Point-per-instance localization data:

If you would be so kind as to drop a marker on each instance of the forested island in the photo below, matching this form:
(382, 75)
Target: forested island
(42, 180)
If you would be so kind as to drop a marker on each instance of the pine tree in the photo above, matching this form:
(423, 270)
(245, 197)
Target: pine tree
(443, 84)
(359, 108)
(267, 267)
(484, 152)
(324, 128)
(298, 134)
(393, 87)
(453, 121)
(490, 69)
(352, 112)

| Work instructions |
Please count the lines above that hold the string "photo" and reply with the number alone.

| Answer to this problem |
2